◆ WHAT IS REQUIRED
Locate each line in the listing below that contains the string "seawall", matching case exactly, and copy those lines out in full.

>> Start EXCERPTED DATA

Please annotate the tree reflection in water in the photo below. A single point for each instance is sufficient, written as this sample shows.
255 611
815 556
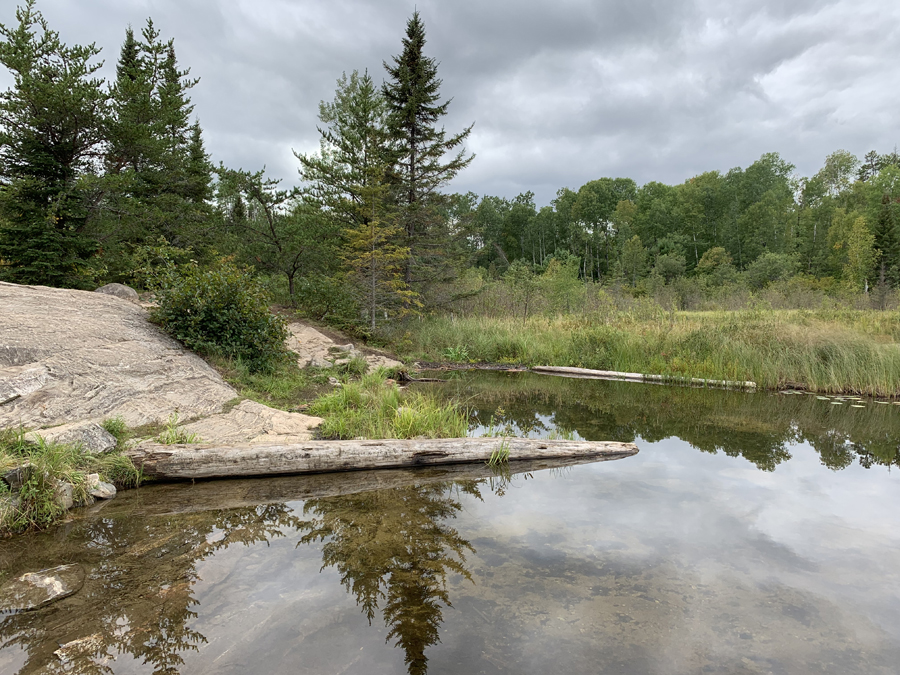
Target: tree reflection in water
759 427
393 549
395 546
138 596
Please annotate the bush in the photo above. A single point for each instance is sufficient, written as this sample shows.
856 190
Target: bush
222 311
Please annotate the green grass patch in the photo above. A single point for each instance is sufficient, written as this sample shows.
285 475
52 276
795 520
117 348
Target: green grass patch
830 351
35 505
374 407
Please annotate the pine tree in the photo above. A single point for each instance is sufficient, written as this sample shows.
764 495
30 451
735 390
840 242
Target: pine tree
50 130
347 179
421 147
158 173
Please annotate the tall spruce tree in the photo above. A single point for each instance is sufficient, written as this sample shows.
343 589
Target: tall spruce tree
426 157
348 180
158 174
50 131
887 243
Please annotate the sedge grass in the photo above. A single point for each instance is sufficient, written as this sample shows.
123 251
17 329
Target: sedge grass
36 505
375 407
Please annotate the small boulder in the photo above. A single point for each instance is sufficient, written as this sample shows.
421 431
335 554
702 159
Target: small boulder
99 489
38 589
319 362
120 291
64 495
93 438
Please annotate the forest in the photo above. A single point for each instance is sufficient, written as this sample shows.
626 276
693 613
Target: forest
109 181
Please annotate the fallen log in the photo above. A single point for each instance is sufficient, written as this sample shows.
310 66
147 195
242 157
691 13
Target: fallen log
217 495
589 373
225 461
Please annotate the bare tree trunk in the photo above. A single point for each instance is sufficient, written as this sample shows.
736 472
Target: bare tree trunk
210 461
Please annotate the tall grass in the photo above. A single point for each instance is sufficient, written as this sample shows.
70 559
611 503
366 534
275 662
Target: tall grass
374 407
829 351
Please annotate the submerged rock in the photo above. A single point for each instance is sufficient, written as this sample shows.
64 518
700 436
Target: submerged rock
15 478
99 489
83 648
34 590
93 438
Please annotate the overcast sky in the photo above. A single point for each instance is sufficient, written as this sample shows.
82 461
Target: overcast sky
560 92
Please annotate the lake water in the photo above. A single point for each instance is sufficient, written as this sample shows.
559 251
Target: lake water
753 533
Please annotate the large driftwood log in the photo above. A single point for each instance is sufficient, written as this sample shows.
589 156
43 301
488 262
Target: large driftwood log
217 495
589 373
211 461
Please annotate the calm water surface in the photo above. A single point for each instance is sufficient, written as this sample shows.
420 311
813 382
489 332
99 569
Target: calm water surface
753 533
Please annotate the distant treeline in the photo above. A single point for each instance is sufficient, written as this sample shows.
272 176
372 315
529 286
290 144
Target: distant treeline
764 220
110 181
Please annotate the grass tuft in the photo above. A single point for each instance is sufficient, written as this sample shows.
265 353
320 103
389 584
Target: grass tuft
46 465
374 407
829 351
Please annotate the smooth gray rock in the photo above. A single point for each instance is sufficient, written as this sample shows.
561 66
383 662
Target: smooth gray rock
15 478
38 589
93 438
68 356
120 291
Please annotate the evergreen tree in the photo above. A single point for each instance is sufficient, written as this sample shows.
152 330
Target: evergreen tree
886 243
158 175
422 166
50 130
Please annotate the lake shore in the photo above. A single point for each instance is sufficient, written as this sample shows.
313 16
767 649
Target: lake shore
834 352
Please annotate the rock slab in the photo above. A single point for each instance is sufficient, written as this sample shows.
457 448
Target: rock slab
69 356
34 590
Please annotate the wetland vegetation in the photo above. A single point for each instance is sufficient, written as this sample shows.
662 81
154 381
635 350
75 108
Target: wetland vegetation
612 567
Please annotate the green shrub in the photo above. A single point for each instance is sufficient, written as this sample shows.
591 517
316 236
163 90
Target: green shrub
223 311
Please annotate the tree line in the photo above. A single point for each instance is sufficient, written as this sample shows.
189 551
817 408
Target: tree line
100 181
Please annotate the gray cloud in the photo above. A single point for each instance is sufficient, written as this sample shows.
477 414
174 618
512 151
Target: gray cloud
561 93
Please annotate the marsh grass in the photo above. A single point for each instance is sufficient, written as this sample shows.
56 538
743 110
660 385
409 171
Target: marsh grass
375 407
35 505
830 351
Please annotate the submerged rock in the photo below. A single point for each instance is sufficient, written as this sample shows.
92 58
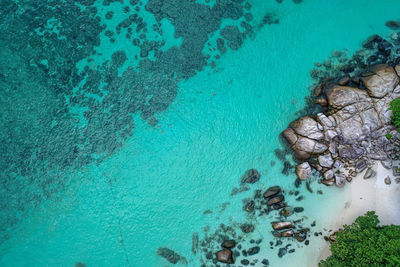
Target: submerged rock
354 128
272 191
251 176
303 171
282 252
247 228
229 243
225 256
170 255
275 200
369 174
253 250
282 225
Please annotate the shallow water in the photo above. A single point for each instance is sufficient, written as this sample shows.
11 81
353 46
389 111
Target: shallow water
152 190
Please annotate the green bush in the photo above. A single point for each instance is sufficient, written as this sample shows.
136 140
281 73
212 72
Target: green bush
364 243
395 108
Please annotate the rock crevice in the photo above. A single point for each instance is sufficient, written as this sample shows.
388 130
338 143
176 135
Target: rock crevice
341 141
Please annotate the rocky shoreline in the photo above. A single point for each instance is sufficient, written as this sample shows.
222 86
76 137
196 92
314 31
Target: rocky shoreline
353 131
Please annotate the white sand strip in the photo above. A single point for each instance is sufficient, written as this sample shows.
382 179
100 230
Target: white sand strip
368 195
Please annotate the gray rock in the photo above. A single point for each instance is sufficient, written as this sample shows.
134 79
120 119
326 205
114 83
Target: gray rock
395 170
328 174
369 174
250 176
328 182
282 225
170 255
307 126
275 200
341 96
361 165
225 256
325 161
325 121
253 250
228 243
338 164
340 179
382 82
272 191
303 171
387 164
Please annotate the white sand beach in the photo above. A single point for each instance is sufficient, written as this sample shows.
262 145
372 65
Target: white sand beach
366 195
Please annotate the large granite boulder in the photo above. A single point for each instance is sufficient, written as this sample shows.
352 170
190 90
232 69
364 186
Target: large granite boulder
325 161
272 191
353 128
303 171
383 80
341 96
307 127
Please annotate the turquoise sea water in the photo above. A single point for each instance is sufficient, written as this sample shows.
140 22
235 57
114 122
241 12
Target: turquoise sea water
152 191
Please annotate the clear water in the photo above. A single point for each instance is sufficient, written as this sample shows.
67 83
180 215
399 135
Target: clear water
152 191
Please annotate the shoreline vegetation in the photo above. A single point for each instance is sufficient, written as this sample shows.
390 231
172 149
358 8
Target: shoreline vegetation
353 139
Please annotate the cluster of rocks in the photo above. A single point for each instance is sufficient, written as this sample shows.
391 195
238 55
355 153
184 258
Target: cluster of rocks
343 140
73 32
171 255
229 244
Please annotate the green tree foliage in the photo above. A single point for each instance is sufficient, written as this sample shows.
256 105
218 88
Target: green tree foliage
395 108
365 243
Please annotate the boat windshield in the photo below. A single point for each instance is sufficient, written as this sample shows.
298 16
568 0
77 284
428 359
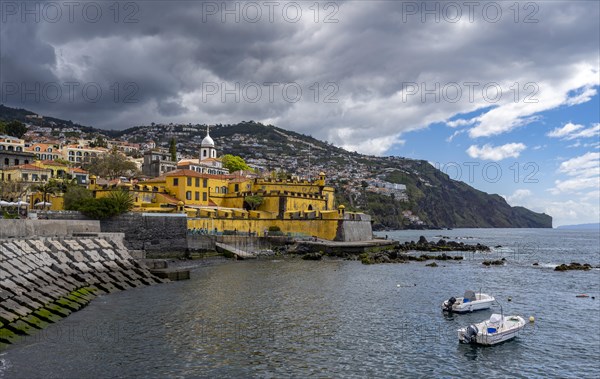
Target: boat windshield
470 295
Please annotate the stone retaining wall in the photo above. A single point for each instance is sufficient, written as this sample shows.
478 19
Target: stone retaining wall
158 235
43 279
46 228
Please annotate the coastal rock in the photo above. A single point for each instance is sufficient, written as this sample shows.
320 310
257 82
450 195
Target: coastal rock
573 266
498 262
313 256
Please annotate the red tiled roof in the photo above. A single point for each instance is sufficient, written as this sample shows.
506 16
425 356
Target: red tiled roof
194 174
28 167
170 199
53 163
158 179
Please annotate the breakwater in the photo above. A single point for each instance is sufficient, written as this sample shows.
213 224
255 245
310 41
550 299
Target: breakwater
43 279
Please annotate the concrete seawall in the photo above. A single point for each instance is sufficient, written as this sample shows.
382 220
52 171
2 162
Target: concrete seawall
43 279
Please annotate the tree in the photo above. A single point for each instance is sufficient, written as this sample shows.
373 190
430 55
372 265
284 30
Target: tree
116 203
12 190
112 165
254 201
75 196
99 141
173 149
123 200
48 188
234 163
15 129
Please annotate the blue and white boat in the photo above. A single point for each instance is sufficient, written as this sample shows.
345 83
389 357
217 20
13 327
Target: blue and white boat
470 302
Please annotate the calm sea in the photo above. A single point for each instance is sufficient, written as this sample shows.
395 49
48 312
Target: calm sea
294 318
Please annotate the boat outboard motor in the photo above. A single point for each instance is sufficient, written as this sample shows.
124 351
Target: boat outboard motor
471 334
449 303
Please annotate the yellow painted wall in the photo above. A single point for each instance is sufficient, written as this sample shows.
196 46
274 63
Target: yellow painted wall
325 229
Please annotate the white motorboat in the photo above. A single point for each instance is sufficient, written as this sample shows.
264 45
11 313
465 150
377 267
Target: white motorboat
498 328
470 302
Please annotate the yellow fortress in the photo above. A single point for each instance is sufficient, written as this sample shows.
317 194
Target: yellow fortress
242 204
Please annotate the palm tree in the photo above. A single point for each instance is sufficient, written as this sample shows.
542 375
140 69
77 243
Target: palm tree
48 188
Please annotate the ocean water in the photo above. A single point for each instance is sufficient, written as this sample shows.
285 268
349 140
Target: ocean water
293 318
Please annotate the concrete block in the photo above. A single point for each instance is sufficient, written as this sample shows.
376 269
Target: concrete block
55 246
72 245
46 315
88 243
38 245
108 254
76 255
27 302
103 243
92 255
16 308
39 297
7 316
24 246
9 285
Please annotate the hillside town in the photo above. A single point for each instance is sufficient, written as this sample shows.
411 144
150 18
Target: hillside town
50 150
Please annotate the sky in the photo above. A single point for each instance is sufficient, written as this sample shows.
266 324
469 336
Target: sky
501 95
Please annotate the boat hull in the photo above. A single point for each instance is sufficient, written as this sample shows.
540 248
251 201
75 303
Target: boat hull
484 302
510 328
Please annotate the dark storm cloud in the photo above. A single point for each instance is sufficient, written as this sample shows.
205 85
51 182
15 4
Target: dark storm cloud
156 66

>> End EXCERPTED DATA
>> Start EXCERPTED DATA

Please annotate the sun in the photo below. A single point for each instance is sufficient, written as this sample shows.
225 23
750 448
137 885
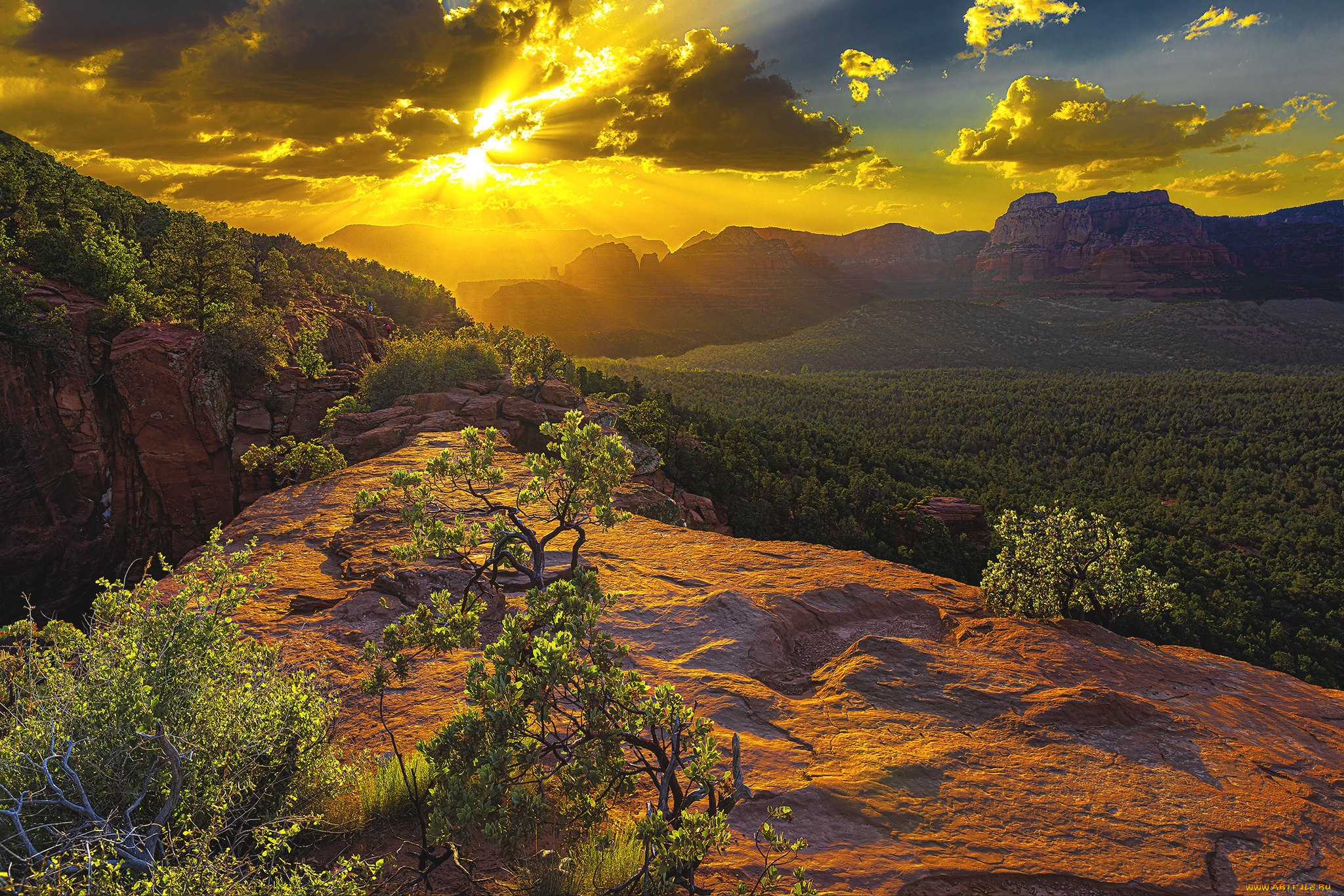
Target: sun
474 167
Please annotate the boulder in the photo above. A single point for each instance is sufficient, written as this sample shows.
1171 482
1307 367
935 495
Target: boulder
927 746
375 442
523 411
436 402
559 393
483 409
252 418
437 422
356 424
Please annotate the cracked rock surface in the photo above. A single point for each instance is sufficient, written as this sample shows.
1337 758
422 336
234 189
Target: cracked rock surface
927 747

>> End EXCERPTED DATA

◆ SOLUTION TO THIS PROBLEM
Please annotate the concrete seawall in the photo above. A single point for each instance is sufficient, written as this sample shows.
Target: concrete seawall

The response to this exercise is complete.